Aim of the task.
Please output the lines shown below exactly as they appear.
-- start Entries supplied --
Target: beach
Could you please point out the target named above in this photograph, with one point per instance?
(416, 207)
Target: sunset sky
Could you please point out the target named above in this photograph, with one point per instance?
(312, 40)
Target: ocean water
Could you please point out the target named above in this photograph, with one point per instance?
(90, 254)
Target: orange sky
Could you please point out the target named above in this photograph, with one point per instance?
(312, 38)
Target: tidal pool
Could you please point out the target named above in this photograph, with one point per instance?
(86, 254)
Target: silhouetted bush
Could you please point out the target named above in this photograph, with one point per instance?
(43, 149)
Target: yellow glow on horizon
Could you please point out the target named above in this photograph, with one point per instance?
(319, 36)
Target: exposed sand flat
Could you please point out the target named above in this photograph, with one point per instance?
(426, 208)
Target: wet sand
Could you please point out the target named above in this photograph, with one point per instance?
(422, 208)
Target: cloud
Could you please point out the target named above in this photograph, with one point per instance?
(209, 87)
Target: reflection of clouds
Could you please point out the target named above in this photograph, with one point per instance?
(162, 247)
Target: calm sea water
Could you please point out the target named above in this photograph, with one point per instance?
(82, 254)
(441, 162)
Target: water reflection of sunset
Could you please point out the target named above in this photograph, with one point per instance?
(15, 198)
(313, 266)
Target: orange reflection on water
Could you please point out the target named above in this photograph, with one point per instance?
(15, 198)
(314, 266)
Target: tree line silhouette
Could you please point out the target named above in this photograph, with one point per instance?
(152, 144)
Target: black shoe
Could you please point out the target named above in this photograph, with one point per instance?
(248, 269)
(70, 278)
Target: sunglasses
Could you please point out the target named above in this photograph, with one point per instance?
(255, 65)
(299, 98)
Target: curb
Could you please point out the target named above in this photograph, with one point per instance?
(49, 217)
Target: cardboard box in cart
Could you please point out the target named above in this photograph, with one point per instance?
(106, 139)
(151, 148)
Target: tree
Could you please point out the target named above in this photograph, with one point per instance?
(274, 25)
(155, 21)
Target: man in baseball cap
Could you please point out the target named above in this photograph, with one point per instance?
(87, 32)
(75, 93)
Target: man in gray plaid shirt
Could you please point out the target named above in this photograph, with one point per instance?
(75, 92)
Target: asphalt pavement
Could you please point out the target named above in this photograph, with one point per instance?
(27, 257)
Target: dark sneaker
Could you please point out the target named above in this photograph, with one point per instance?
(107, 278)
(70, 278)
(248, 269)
-- end Entries supplied --
Reply.
Target: beach
Could you please point out the target named above in this photograph, with one point per instance?
(416, 207)
Target: sunset sky
Could you please point out the target named above in this photograph, with one point per instance?
(312, 40)
Target: ocean water
Could you please point out the target named above in this photograph, with one point per instance?
(90, 254)
Target: orange sky
Could you please point out the target named above in this photograph, with one point per instance?
(312, 38)
Target: tidal pool
Could you please point out the target named above in this photograph, with one point per instance?
(86, 254)
Target: silhouetted bush
Could you please point out the target named above in this photograph, with one point per instance?
(43, 149)
Target: yellow glow on horizon
Could you please point out the target named above in this photograph, with one point per instance?
(319, 36)
Target: exposed sand flat
Could you please point out the target named above in this photograph, with one point per instance?
(426, 208)
Target: wet sand
Could you please point out the target named above in this photograph, with one point per instance?
(422, 208)
Target: cloud
Could you please point out the target named above in this photograph, with one point per instance?
(209, 87)
Target: reflection of clouds
Could you please point out the target named above in this photograph, with one point per instance?
(162, 247)
Target: calm sea water
Could you please point out the target named above in this photograph, with one point per instance?
(82, 254)
(441, 162)
Target: water reflection of sunset
Could you please point out the target named above in this photograph, with one point per instance?
(15, 198)
(313, 266)
Target: orange reflection on water
Could you please point out the target named above in this photograph, with one point per instance?
(15, 198)
(314, 266)
Target: tree line silhouette
Could you please point out the target named above in this photograph, with one point per instance?
(152, 144)
Target: black shoe
Could you please point out the target named above in this photograph, with one point per instance?
(248, 269)
(70, 278)
Target: sunglasses
Could you please point out the target named above in this photograph, with one point per instance?
(255, 65)
(299, 98)
Target: curb
Could you please point out the target named above in this photograph, with one point per instance?
(49, 217)
Target: cardboard box in cart
Could you please point out the target named above in this photograph, with one point per instance?
(106, 139)
(151, 148)
Target: tree
Could you please point out the target named above in this photograph, with one point per instance?
(274, 25)
(155, 21)
Target: man in baseball cap
Could you please point out the target named above in this photograph, with one point per instance?
(87, 32)
(75, 93)
Target: man in gray plaid shirt
Could you please point out the target named above in this photograph, with one point per instance?
(75, 92)
Target: asphalt pavement
Could you please point out the target named above in this photograph, with one point per instance?
(27, 257)
Target: dark sneaker
Could you please point out the target named above in this photograph, with one point per instance?
(107, 278)
(70, 278)
(248, 269)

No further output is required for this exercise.